EXERCISE 1 :: In the commentary on the Virginia health care complaint, why does the author consider the Commerce Clause argument hard to square with existing law? Answer in one to three sentences.

SUPPLIED PASSAGE ::
───

You can read the seven-page complaint in Virginia v. Sebelius here. It's not a model of legal writing, but it does have the virtue of being concise. It begins with a block quote from a hastily passed state statute affirming the right of all Virginians to choose not to maintain health insurance coverage. Unless I'm missing something, that statute is nothing more than a legally irrelevant political stunt.  The complaint goes on, however, to articulate what I take to be the only serious legal challenge to health care reform -- that the individual insurance mandate goes beyond Congress's Commerce Clause power.  Relying on United States v. Lopez and United States v. Morrison, Virginia appeals to history:

“It has never been held that the Commerce Clause … can be used to require citizens to buy goods and services. To depart from that history to permit the national government to require the purchase of goods and services would deprive the Commerce Clause of any effective limits ..."

This argument has some rhetorical force. It's also rooted in a radical conception of individual liberty that one can imagine attracting some judges -- why should I have to buy insurance simply as a condition of being alive? I'd prefer to live in a cabin and avoid any obligations to society -- but it's hard to square with existing law. In particular, it's difficult to reconcile the  argument with Gonzalez v. Raich. As with marijuana, individuals' decision to purchase health insurance can have a “substantial effect on supply and demand in the national market for that commodity." Id.; see also United States v. South-Eastern Underwriters Ass'n, 322 U.S. 533 (1944) ("No commercial enterprise of any kind which conducts its activities across state lines has been held to be wholly beyond the regulatory power of Congress under the Commerce Clause. We cannot make an exception of the business of insurance."). Even smart libertarians agree that the argument is exceedingly unlikely to succeed.

───

STORED ROWS ::
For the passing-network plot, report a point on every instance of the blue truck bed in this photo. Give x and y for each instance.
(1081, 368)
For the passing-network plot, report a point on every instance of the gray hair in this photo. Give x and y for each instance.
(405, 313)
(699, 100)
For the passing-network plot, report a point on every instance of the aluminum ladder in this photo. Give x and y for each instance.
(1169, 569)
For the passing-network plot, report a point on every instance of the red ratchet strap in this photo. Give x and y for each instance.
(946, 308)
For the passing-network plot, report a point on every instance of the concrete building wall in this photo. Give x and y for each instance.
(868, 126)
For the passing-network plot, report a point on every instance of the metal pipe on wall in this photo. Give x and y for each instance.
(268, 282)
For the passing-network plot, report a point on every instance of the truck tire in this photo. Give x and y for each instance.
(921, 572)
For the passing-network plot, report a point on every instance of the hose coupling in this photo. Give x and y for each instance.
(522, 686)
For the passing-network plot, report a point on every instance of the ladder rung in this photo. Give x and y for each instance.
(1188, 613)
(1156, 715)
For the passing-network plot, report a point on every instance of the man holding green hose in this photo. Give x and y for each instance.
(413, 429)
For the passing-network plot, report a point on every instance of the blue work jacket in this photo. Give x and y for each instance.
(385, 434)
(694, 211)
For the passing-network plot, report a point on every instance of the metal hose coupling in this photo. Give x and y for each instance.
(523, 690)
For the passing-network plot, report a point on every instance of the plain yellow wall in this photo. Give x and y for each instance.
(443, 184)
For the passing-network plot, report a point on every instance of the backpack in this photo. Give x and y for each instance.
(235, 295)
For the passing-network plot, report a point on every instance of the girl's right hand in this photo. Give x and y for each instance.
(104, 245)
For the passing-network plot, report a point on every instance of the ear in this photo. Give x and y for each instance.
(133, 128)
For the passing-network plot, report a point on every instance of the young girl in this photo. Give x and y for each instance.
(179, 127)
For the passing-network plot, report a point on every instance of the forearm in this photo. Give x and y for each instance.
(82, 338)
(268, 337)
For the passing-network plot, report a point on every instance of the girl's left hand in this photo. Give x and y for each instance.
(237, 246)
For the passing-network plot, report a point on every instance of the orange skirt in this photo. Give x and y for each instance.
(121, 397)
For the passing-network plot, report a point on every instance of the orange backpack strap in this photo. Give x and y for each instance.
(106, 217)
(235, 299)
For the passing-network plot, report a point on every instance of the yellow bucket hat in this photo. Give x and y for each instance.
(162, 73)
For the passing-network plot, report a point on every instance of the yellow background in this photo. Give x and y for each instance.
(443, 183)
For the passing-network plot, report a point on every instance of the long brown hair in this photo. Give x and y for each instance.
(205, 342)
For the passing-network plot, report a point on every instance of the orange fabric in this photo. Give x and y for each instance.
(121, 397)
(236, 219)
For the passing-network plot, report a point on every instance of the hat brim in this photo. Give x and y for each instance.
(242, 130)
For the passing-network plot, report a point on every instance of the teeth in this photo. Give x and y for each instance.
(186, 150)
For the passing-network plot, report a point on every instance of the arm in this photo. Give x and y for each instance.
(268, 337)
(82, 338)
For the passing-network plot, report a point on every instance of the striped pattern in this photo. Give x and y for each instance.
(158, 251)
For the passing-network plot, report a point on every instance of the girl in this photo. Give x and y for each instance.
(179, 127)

───

EXERCISE 2 :: Tally the rows that contain the word "wall", counting case as significant. Reply with the number alone.

EXPECTED OUTPUT 1 :: The argument is difficult to reconcile with Gonzalez v. Raich. As with marijuana, individuals' decisions to purchase health insurance can have a "substantial effect on supply and demand in the national market for that commodity." The author also cites United States v. South-Eastern Underwriters Ass'n, which held that no interstate commercial enterprise is wholly beyond Congress's Commerce Clause power and refused to exempt the business of insurance.

EXPECTED OUTPUT 2 :: 3